Write the records out again in full, word for word.
::: DATASET :::
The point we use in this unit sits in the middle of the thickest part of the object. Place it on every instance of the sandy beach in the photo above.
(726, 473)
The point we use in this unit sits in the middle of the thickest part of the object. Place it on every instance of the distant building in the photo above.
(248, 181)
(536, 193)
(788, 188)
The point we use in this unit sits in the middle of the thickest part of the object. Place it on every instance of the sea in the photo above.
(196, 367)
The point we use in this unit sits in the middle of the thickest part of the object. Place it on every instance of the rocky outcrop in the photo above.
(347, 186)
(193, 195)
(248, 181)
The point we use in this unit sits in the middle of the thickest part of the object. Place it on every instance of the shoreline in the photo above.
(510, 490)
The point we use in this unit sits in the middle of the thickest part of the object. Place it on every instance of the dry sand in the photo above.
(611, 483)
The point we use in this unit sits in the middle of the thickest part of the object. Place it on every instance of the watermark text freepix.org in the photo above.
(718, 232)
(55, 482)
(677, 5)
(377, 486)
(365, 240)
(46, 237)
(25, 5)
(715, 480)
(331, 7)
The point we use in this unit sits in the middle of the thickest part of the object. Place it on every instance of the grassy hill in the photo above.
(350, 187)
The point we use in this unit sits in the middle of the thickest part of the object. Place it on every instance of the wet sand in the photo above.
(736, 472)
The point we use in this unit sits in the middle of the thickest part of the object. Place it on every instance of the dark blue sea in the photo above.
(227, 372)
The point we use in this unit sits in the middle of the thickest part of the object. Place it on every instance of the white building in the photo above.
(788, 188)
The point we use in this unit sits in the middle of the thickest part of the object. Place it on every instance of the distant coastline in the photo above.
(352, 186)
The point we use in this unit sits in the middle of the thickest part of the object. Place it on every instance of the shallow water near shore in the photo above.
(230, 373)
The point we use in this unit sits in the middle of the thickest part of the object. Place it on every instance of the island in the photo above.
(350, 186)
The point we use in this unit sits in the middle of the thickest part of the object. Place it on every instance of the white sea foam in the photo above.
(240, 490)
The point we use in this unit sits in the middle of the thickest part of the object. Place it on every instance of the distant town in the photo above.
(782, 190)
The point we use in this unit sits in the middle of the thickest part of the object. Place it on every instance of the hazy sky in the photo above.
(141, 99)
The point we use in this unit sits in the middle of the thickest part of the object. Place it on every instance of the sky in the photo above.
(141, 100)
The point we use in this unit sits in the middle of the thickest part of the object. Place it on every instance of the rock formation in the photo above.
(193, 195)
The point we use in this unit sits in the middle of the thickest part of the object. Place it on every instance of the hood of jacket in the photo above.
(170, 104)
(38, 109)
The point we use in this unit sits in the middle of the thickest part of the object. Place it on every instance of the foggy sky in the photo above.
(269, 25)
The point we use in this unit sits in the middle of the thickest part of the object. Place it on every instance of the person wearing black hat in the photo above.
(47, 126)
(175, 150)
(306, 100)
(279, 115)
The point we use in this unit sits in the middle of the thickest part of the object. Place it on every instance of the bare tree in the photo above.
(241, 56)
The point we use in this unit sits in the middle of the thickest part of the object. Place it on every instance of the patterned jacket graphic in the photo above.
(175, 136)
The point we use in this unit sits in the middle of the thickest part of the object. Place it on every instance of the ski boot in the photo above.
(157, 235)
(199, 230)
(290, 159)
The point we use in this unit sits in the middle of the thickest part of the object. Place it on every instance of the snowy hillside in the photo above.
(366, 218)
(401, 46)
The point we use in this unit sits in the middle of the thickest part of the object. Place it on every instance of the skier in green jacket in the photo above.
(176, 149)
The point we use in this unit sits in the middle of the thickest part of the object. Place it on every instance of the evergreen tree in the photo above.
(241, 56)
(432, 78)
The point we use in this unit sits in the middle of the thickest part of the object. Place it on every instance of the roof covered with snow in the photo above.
:::
ANSWER FOR THE TASK:
The point we use in this unit sits in the middle of the thickest part of the object. Place it on every instance of the sandy beach in the photo above.
(726, 473)
The point we use in this unit sits in the middle of the thickest part of the object. Place it on every instance of the distant building in the photo above.
(248, 181)
(536, 193)
(788, 188)
The point we use in this unit sits in the middle of the thickest part of the object. Place it on every instance of the sea in the photo above.
(196, 367)
The point we use in this unit sits in the middle of the thickest part of the object. Place it on every instance of the rocky outcrop in the photo above.
(347, 186)
(193, 195)
(248, 181)
The point we use in this unit sits in the middle of the thickest part of the object. Place it on every instance of the shoreline in the photo above.
(510, 490)
The point we use in this unit sits in the middle of the thickest part of the object. Place it on every instance of the dry sand in the photo above.
(611, 483)
The point we use in this unit sits in the middle of the thickest part of the object. Place it on every instance of the watermark text freepix.org in the photo above.
(718, 232)
(55, 482)
(677, 5)
(377, 486)
(365, 240)
(46, 237)
(25, 5)
(715, 480)
(331, 7)
The point we use in this unit sits in the middle of the thickest part of the object. Place it on every instance of the grassy hill in the photo above.
(350, 187)
The point we use in this unit sits in the middle of the thickest part of the object. Place it on every instance of the wet sand in the photo above.
(736, 472)
The point we use in this unit sits in the middle of the thickest part of the object. Place it on every instance of the dark blue sea in the photo above.
(227, 372)
The point we use in this unit sits in the middle of the thickest part of the object. Place it on every instance of the white building in the photo above.
(788, 188)
The point we use in this unit sits in the middle of the thickest part of the object. Place it on every instance of the distant coastline in the photo above.
(352, 186)
The point we use in this unit sits in the middle of the thickest part of the object. Place it on every instance of the shallow water near shore in the photo above.
(230, 373)
The point we use in this unit sits in the middle of the thickest part of the object. Place it on every instance of the island in the photo above.
(350, 186)
The point we use in this unit sits in the middle of the thickest part of the object. Place it on every instance of the white sea foam in the photo above.
(240, 490)
The point we use in this unit sits in the middle of the thickest part of the object. Place it on every instance of the distant town in the photo above.
(782, 190)
The point we use in this unit sits in the middle of the thickest part of the object. Place it on every instance of the hazy sky in the photo above.
(141, 99)
The point we use in this unit sits in the middle of the thickest part of the object. Place it on every instance of the sky in the photo above.
(141, 100)
The point we use in this unit sits in the middle of the thickest part of the object. Place it on every instance of the rock formation in the photo above.
(193, 195)
The point we use in this unit sits in the middle of the thickest part of the object. Place it on every instance of the hood of jacket in the photo above.
(170, 104)
(38, 109)
The point we use in this unit sits in the middle of the thickest part of the object. Place it on every instance of the foggy sky in the photo above.
(269, 25)
The point we use in this unit sits in the middle of the thickest part of the object. Place it on every instance of the person wearing black hat in the photo above.
(47, 126)
(175, 150)
(306, 100)
(279, 115)
The point we use in this unit sits in the middle of the thickest part of the object. Place it on every instance of the bare tree in the photo above.
(241, 56)
The point we use in this unit sits in the middle of the thickest part of the object. Place it on every instance of the patterned jacket graphic in the photo above.
(175, 136)
The point we use in this unit sits in the middle of the thickest part of the object. Place it on every instance of the ski boot in the photo above.
(157, 235)
(199, 230)
(290, 159)
The point we use in this unit sits in the middle of the thickest part of the object. Place it on every instance of the snowy hillside in the photo above.
(366, 218)
(401, 46)
The point we use in this unit sits in the middle of the thickest part of the object. Place it on every instance of the skier in green jacket in the photo above.
(176, 149)
The point we use in this unit sits in the middle of the thickest part of the object. Place it on every instance of the evergreen tree in the photo above.
(241, 56)
(432, 78)
The point we use in this unit sits in the middle of the thickest part of the object. Place it on every instance of the roof covered with snow in the photo above.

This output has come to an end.